_REQUISITOS DEL EJERCICIO_:
Copia íntegramente y sin ningún cambio el texto sobre el canal de pago.

_TEXTO SELECCIONADO_:
——

No era normal que un joven, con la mayoría de edad recién estrenada, se presentase para abonarse a un canal de pago. EL CANAL DE PAGO. El que verdaderamente abrió la ventana de la modernidad a este país, a imagen y semejanza de los franceses. Ay, los franceses, cuanto les debemos. Hubo antes otros que fracasaron, como aquel Canal 10 por satélite, cuando las antenas parabólicas medían como una paella de veinte, con Jose Luis Balbín y el Moreno como caras más conocidas. Pero el Plus era otra cosa. Era películas que las podías ver en casa apenas siete meses después de estar en el cine, sin anuncios y a la hora acordada, no diez, quince o veinte minutos después. Era fútbol en domingo. El fútbol nació para ser visto el domingo en el campo y a las cinco de la tarde, pero el poder ver tu partido extra, a parte del emitido el sábado por la noche, te hacía ver el final del fin de semana con otros ojos. Se acabaron las visitas a casa de amigos, o más bien conocidos, para ver los partidos del Valencia, sin poder soltar cualquier improperio cuando a Quique le ganen las espalda y el Madrid nos marque en el último minuto. Si eso volvía a suceder en el partido del Plus, podría ciscarme en todo el santoral del jugador, para después de la descarga impulsiva de adrenalina, empatizar con el Faraonito y entender que él siente el hierro y que solo fue un error impregnado de exceso de confianza. Y con los míos a mi lado. Con mi padre diciendo "Che, che, che..." a modo de desaprobación y mi hermano sacando la vena de rabia, esa que roza la lagrima.

——

_MATERIAL PROPORCIONADO_:
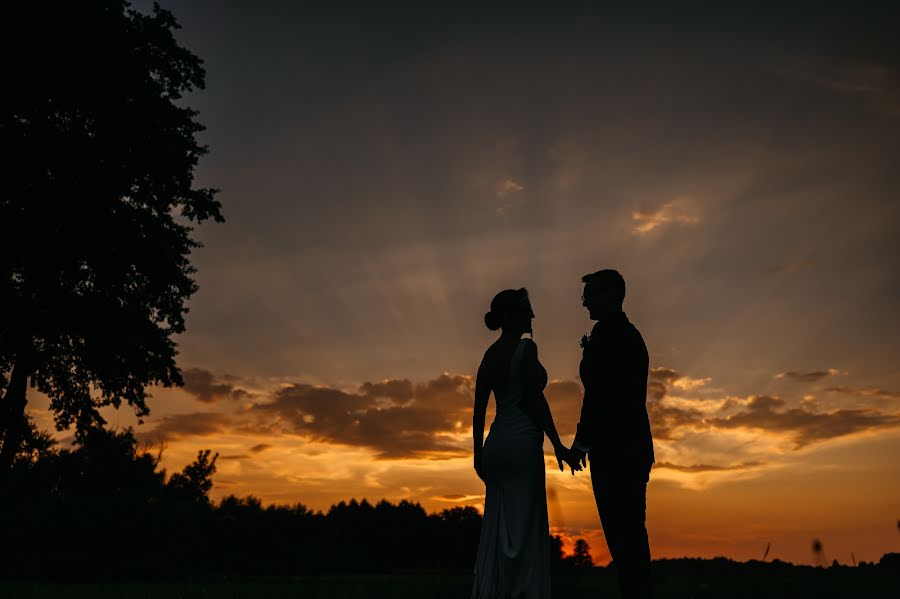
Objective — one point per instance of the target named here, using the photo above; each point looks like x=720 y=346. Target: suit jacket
x=614 y=422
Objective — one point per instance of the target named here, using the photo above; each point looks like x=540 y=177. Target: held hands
x=478 y=468
x=572 y=457
x=577 y=459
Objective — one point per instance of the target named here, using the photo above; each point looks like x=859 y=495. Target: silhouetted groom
x=614 y=430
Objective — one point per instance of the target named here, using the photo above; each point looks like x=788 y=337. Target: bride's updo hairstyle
x=508 y=300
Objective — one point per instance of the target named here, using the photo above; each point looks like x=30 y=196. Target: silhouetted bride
x=514 y=550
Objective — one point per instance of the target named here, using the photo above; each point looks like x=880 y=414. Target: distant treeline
x=105 y=508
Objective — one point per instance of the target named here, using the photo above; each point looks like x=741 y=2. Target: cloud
x=425 y=425
x=205 y=387
x=707 y=468
x=671 y=212
x=509 y=187
x=807 y=377
x=398 y=418
x=197 y=424
x=865 y=392
x=396 y=390
x=803 y=425
x=505 y=191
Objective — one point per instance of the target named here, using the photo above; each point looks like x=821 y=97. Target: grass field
x=702 y=580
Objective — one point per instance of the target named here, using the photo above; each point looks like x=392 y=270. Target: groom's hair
x=608 y=280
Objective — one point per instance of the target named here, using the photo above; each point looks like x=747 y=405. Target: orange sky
x=385 y=173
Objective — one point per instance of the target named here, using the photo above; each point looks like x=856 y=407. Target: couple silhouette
x=613 y=435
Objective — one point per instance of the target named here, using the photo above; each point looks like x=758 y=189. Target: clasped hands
x=572 y=457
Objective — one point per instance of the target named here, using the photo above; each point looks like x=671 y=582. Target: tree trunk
x=12 y=415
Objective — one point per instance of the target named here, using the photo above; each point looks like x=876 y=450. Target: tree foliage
x=97 y=212
x=106 y=484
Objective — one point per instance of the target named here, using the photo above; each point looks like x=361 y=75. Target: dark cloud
x=397 y=390
x=197 y=424
x=664 y=375
x=418 y=427
x=206 y=387
x=400 y=419
x=866 y=392
x=806 y=377
x=707 y=467
x=803 y=425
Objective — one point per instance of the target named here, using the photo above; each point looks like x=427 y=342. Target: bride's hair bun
x=492 y=320
x=508 y=300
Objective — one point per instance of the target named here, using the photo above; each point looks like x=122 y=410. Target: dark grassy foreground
x=697 y=579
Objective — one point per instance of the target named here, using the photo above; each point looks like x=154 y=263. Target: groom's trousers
x=621 y=495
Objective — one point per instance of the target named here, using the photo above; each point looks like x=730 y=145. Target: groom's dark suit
x=615 y=431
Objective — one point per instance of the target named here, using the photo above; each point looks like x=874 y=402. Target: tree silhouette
x=96 y=214
x=581 y=556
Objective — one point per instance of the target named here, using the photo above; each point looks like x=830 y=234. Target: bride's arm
x=482 y=395
x=535 y=401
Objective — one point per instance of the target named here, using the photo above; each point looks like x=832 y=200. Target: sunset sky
x=387 y=168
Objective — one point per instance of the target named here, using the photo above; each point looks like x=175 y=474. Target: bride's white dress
x=514 y=551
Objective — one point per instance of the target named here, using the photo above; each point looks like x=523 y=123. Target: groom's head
x=604 y=292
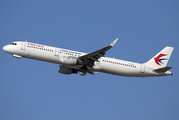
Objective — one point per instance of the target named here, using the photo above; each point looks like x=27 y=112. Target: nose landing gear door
x=23 y=46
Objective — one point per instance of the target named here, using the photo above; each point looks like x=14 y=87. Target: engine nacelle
x=66 y=70
x=68 y=60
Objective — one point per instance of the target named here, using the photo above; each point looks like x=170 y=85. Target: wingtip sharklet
x=114 y=42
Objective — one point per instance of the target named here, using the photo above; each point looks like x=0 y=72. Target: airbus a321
x=72 y=62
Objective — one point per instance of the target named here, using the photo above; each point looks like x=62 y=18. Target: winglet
x=114 y=42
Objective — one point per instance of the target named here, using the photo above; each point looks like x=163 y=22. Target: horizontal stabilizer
x=164 y=69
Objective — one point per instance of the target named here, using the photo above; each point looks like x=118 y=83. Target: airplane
x=72 y=62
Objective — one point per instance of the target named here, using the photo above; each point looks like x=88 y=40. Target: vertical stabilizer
x=161 y=59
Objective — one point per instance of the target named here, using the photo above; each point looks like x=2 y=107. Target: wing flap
x=94 y=56
x=164 y=69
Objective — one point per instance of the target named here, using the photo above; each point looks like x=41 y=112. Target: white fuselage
x=104 y=64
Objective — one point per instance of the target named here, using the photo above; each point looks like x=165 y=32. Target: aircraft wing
x=89 y=59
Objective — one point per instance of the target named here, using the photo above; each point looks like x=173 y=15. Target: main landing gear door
x=23 y=46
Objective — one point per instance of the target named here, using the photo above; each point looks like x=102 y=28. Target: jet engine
x=72 y=61
x=66 y=70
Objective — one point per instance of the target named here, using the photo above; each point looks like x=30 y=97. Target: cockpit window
x=13 y=43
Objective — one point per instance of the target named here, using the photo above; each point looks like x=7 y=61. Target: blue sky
x=35 y=90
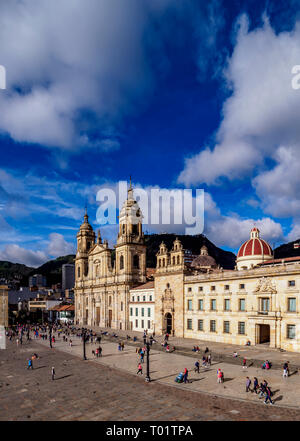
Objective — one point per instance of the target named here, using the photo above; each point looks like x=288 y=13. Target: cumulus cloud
x=16 y=254
x=260 y=117
x=58 y=246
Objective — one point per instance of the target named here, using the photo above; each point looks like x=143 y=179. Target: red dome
x=255 y=246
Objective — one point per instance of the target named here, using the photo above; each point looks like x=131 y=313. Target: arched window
x=136 y=261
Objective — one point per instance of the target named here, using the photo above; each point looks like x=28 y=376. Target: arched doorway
x=168 y=322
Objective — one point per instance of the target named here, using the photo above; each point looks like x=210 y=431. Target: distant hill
x=287 y=250
x=12 y=271
x=52 y=269
x=225 y=259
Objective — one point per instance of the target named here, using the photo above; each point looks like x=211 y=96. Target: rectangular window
x=241 y=328
x=292 y=305
x=291 y=331
x=265 y=305
x=212 y=326
x=227 y=305
x=200 y=325
x=242 y=305
x=226 y=327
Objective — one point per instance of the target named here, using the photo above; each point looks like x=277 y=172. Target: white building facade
x=142 y=308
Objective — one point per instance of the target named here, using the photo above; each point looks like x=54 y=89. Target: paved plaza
x=109 y=389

——

_RESULTADO DEL EJERCICIO_:
No era normal que un joven, con la mayoría de edad recién estrenada, se presentase para abonarse a un canal de pago. EL CANAL DE PAGO. El que verdaderamente abrió la ventana de la modernidad a este país, a imagen y semejanza de los franceses. Ay, los franceses, cuanto les debemos. Hubo antes otros que fracasaron, como aquel Canal 10 por satélite, cuando las antenas parabólicas medían como una paella de veinte, con Jose Luis Balbín y el Moreno como caras más conocidas. Pero el Plus era otra cosa. Era películas que las podías ver en casa apenas siete meses después de estar en el cine, sin anuncios y a la hora acordada, no diez, quince o veinte minutos después. Era fútbol en domingo. El fútbol nació para ser visto el domingo en el campo y a las cinco de la tarde, pero el poder ver tu partido extra, a parte del emitido el sábado por la noche, te hacía ver el final del fin de semana con otros ojos. Se acabaron las visitas a casa de amigos, o más bien conocidos, para ver los partidos del Valencia, sin poder soltar cualquier improperio cuando a Quique le ganen las espalda y el Madrid nos marque en el último minuto. Si eso volvía a suceder en el partido del Plus, podría ciscarme en todo el santoral del jugador, para después de la descarga impulsiva de adrenalina, empatizar con el Faraonito y entender que él siente el hierro y que solo fue un error impregnado de exceso de confianza. Y con los míos a mi lado. Con mi padre diciendo "Che, che, che..." a modo de desaprobación y mi hermano sacando la vena de rabia, esa que roza la lagrima.